● Текст статьи:
================

История вокруг Новосбирской оперы обозначила еще одну проблему: узурпации прав на свободу творческими людьми.
Защитники ЛИЧНОЙ творческой свободы режиссера Кулябина как-то не допускают мысли о том, что всё то же ЛИЧНОЕ религиозное чувство в человеке заставляет христианское сообщество восставать против спектакля.
Понять это, наверное, непросто, если нет веры, но странно, что сторонники демократических свобод не хотят уважать право других — право не быть оскорбленными! Парадоксально, но наши доморощенные европейцы не готовы принять европейское отношение к законности, и к общежительной солидарности — то есть полагать законность благом, и считать, что твоя свобода заканчивается там, где начинается свобода другого человека. Спектакль «Тангейзер» как раз и продемонстрировал тип отрицательной инфантильной свободы: я так вижу, потому что я так хочу.
Господство такой свободы есть форма творческого беззакония или свобода мародера по отношению к классике, что, увы, привело к печальным последствиям: наш человек (а особенно именно профессионал в искусстве) совершенно перестал различать подделку и подлинность, норму и ее искажение.
Между тем свобода для христиан ничуть не меньшая ценность, чем для художников. Стоит напомнить, что именно христианство стало величайшим метафизическим фундаментом всего подлинного в культуре и поставило человека так высоко, как не способна сделать сегодня никакая якобы демократическая культура: именно в христианском мире важно спасение даже одной человеческой души. Одной и каждой… Ну, а если уж сравнивать страдания в советский период художников и православных, их травмированность историей будет все же несколько разной — как-то неловко напоминать режиссеру Кулябину о сотнях и тысячах мучениках за веру.
Зачем Кулябину нужна свобода? Послушаем его самого. Он признавался, что о магистральных темах своего творчества он «не думает». «Пиковая дама», «Онегин» — это, по его словам, спектакли «о бессмысленности жизни как таковой, о пустоте. О том, что смысла нет ни в обществе, ни в борьбе с ним. „Онегин“, наверное, самый личный мой спектакль».

================

● Записи набора данных:

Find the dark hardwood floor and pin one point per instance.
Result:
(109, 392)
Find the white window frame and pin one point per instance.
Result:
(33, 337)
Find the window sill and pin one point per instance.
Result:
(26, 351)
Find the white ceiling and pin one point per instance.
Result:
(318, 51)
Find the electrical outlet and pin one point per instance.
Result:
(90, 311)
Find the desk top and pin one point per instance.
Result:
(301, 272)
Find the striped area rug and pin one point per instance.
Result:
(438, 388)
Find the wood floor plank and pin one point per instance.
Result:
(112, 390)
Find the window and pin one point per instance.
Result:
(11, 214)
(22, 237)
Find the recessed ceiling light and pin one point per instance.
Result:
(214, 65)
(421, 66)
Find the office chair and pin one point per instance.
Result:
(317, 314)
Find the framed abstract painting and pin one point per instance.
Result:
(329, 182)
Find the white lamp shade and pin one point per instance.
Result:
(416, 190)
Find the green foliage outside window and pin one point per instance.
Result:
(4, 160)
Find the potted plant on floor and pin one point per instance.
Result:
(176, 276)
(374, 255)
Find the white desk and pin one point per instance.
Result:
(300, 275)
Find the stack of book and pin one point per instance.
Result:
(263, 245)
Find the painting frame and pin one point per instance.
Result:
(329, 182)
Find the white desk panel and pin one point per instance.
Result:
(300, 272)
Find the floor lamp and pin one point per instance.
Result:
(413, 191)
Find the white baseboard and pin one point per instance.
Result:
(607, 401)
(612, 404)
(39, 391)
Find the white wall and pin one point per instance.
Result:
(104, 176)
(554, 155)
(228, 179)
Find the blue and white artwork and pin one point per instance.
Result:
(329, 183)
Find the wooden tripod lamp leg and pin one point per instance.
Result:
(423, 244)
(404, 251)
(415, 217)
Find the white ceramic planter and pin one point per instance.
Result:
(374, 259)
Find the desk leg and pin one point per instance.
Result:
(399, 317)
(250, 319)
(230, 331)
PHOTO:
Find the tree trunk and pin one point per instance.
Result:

================

● Задания:
[1] Какой из своих спектаклей Кулябин назвал самым личным, согласно тексту о спектакле «Тангейзер»?
[2] Продолжите текст о спектакле «Тангейзер», начав сразу после его последнего предложения.

● Ответы к заданиям:
[1] «Онегин».

[2]
Как-то странно несколько миллионов рублей выкладывать из федерального бюджета за «пустоту» и за свободу такой интерпретации классики. Все-таки для такого типа свободы требуется частный театр и личные средства.
Активация классики
Собственно, борьба за классику сегодня это и есть борьба за национальную культуру, за то, чтобы несколько охладить пыл интеллектуальной челяди, силой (премиями, статьями, контролем за продвижением имен) заталкивающей отечественный театр на европейские задворки. Именно «задворки», потому как «для того, чтобы понимать Европу, менее всего нужно быть западником» (Н. Страхов). Тот, кто глух к типу русской культуры, не поймет ничего и в культуре европейской, а потому «на сторонниках русской самобытности лежит ответственность за постижение самобытности Запада» (Н. П. Ильин), то есть они могут и должны увидеть Европу подлинных ценностей и европейцев, способных отличать подлинное от мнимого.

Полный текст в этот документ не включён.